• **SÉRIE DE CONSIGNES**
a) Réécris les entrées en commençant à la ligne qui contient « Looking at this interface screenshot, point out the smooth » et en t'arrêtant après celle qui contient « [[730, 47, 1344, 876]] », avec « bare » remplacé par « exposed » et tout le reste inchangé.
b) Rédige la suite de la critique de Shutterburg Follies à partir de l'endroit où elle s'arrête.

Shutterburg Follies by Jason Little
AUTEUR : PRÉSENCE
Shutterburg Follies est écrit et dessiné par Jason Little. Il s’agit d’une Graphic novel édité en VO par Doubleday et Akileos en VF.
Ayant découvert Bee (une jeune femme) dans Motel Art Improvement Service (sa deuxième aventure), il était logique que je m’intéresse à sa première aventure qui est l’objet de ce tome paru en 2002. Bee (à peine 18 ans dans cette histoire) travaille comme assistante dans un laboratoire photographique. Elle reçoit les clients, réceptionne leur pellicule et effectue le développement avec sa grosse machine.
Ayant décidé d’arrêter ses études, Bee a trouvé un emploi qui lui permet de s’introduire dans la vie privée des clients. Elle visionne chacun des clichés et se fait un double de ceux qui titillent sa curiosité. Elle les met de côté et les fait découvrir à Lyla sa meilleure amie qui est à la fac. Parmi les photos qu’elle sélectionne, il y a les petites amies qui posent en sous-vêtements pour les copains, les spectacles de striptease, et le grand classique de la copine photographiée sur les toilettes.
Bee a le sens de la transgression. Et de temps en temps, elle a sous les yeux une perle, tels les corps restaurés par un expert en thanatopraxie (préparation des cadavres pour les funérailles).
Puis un jour, elle visionne une pellicule contenant le corps d’une femme dans une baignoire dont l’eau est saturée de sang. La disposition de la femme et le comportement étrange du propriétaire des photos l’incitent à lâcher la bride à sa curiosité naturelle. Elle retrouve l’adresse du monsieur, l’épie par sa fenêtre, demande à un chauffeur de taxi (Rodney Plaster) de le suivre dans ses déplacements en voiture, etc.

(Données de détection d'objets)

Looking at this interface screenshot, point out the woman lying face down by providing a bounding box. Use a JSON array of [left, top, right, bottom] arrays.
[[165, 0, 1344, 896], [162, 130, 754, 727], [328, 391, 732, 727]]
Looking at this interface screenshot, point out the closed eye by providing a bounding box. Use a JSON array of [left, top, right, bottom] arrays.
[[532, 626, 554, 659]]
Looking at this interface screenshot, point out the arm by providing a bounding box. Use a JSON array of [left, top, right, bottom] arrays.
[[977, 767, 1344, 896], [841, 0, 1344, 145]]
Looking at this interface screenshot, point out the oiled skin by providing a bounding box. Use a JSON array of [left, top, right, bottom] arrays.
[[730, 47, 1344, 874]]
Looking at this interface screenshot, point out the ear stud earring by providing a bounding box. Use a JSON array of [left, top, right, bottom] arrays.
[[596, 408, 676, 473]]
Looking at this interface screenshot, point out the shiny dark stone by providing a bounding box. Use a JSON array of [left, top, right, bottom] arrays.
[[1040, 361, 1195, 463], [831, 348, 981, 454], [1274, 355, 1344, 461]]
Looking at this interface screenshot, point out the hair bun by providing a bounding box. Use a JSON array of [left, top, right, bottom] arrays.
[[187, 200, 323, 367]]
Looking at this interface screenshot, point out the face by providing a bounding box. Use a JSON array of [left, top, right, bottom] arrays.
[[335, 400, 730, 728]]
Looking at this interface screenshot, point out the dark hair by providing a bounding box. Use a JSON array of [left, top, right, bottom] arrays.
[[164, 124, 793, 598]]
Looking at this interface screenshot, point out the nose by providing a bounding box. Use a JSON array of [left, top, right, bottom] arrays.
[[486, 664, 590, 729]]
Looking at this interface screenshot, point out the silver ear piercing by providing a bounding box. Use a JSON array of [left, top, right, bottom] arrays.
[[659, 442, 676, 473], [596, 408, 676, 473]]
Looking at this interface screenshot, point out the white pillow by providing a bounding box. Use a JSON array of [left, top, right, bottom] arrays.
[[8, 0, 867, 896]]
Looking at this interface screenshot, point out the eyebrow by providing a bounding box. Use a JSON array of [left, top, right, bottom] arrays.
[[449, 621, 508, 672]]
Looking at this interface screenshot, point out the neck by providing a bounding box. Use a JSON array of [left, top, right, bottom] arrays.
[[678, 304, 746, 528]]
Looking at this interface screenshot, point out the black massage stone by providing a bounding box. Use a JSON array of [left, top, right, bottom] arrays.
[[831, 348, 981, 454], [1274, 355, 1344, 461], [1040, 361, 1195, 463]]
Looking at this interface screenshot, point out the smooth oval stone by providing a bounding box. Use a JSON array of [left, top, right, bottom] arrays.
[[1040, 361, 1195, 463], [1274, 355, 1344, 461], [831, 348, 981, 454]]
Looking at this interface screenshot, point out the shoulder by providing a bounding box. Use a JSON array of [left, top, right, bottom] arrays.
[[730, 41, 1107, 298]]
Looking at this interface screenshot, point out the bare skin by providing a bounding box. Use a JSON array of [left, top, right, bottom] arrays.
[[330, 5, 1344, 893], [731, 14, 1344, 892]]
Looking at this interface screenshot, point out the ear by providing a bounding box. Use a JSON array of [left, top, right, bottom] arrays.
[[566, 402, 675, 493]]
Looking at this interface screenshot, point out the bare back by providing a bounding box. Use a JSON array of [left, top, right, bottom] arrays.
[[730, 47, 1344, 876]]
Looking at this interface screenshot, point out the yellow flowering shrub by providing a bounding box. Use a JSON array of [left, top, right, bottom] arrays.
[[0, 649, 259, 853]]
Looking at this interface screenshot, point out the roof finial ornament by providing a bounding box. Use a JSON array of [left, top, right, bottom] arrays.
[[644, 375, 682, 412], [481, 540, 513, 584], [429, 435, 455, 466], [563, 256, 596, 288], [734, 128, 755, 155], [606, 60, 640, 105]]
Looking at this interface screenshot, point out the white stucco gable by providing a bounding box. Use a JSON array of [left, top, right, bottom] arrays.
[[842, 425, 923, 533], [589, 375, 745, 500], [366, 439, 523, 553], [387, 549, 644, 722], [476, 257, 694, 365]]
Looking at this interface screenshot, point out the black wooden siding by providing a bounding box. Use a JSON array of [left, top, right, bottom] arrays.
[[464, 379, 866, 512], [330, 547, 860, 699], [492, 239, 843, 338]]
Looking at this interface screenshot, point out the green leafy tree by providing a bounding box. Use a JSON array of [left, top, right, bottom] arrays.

• **RÉPONSES AUX CONSIGNES**
a)
Looking at this interface screenshot, point out the smooth oval stone by providing a bounding box. Use a JSON array of [left, top, right, bottom] arrays.
[[1040, 361, 1195, 463], [1274, 355, 1344, 461], [831, 348, 981, 454]]
Looking at this interface screenshot, point out the shoulder by providing a bounding box. Use a JSON array of [left, top, right, bottom] arrays.
[[730, 41, 1107, 298]]
Looking at this interface screenshot, point out the exposed skin by providing a bounding box. Use a JSON array of [left, top, right, bottom] arrays.
[[330, 5, 1344, 893], [731, 14, 1344, 892]]
Looking at this interface screenshot, point out the ear by providing a bounding box. Use a JSON array of [left, top, right, bottom] arrays.
[[566, 402, 675, 493]]
Looking at this interface screenshot, point out the exposed back by providing a bounding box. Use a JSON array of [left, top, right, bottom] arrays.
[[730, 47, 1344, 876]]

b)
Dès cette première histoire, tout le style de Jason Little est en place, et toute la personnalité de Bee rayonne. Si Little n’a jamais exercé l’emploi occupé par Bee, je n’y ai vu que du feu. Il capte immédiatement l’attention du lecteur avec ce voyeurisme simple et plausible qui consiste à contempler les photographies personnelles de parfaits inconnus dans leur intimité
Cet emploi donne tout de suite une étrangeté et un caractère particulier à Bee. Little le montre de façon anodine et magistrale lorsque Bee est assise dans le bus en train de contempler ses choix et que sa voisine jette un coup d’oeil et aperçoit des photographies de ce qui semble être des cadavres.
Bee dispose de connaissances qui la place naturellement à part du commun des mortels. Sa nature inquisitrice et optimiste la range dans la catégorie des héroïnes de roman pour jeunesse : une jeune femme courageuse, pleine de ressources, mais sans que Little n’en fasse une experte en arts martiaux, ou une détective intuitive qui ridiculise la police.
Il est impossible de résister au charme plein de fraîcheur de cette demoiselle. Attention, elle n’est pas naïve ou fleur bleue pour autant, il ne s’agit pas d’un roman de la Comtesse de Ségur ou d’Enid Blyton. Bee se confronte à des manifestations très réelles de la mort naturelle (ou criminelle), à une exposition d’art contemporain peu ragoûtante, au syndrome de Münchhausen par procuration, et à une tentative de séduction de sa part.
La bonne humeur de Bee ne doit pas faire croire que cette aventure soit à classer dans le rayon jeunesse. Jason Little expose également la démarche artistique et conceptuelle d’un photographe assez particulier, ce qui éloigne encore Bee des aventures palpitantes et proprettes de Marion Duval.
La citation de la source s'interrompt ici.